## SET TASK
In the statements on the Aberdeen Bypass below, how many objectors' opinions were ignored by Transport Scotland?

## TEXT SECTION
/---

Stan Blackley, Chief Executive of Friends of the Earth Scotland, said:

“William Walton was right to challenge this expensive vanity project as information was withheld from the beginning, due process was not followed in planning and promoting the project, and the opinions of 20,000 objectors were summarily ignored by Transport Scotland at a sham Public Local Inquiry. Our petrol-headed Scottish Ministers seem hell bent on swathing tarmac across the countryside, to open it up to their house-builder and big business chums for development, and neither due process, public concern nor damage to the environment seem to concern them.”

“The bypass will not be a solution to the transport problems that travellers face on a daily basis in Aberdeen and the north east. The vast amount of money being spent on this would be better spent improving public transport services, removing freight traffic from local roads and reducing the need for people to travel in the first place, all of which would benefit everyone in the north east. The project is imperfect in every way – it will be a massive black hole for money, it will severely test the stretched finances of the Aberdeen City and Shire Councils, and any perceived benefits will be short-lived and disproportionately expensive.”

Dr Richard Dixon, Director of WWF Scotland, said:

“It is deeply disappointing that the court have again thrown out this challenge from campaigners trying to protect their community from the Aberdeen Bypass. This scheme will trash local wildlife and increase climate change emissions as it generates new traffic.

“We have the best climate targets in the world, but when it comes to transport Ministers suddenly seem to forget about climate change, local air pollution, community concerns and local wildlife and go for roads spending every time. We need a major re-balancing of Scotland transport spending away from roads and into public transport, walking and cycling.”

\---

## SOURCE EXCERPT
/---

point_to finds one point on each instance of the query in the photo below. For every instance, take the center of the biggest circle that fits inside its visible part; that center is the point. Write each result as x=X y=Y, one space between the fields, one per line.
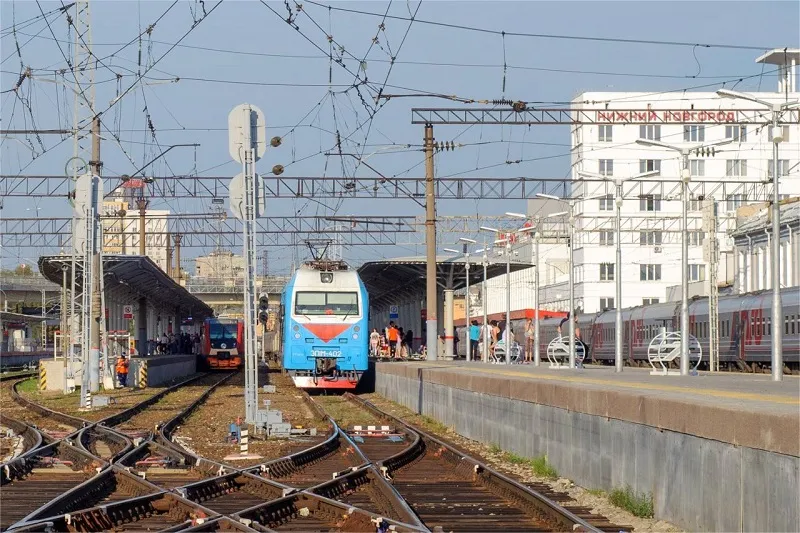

\---

## SOLUTION TO THIS TASK
20,000 objectors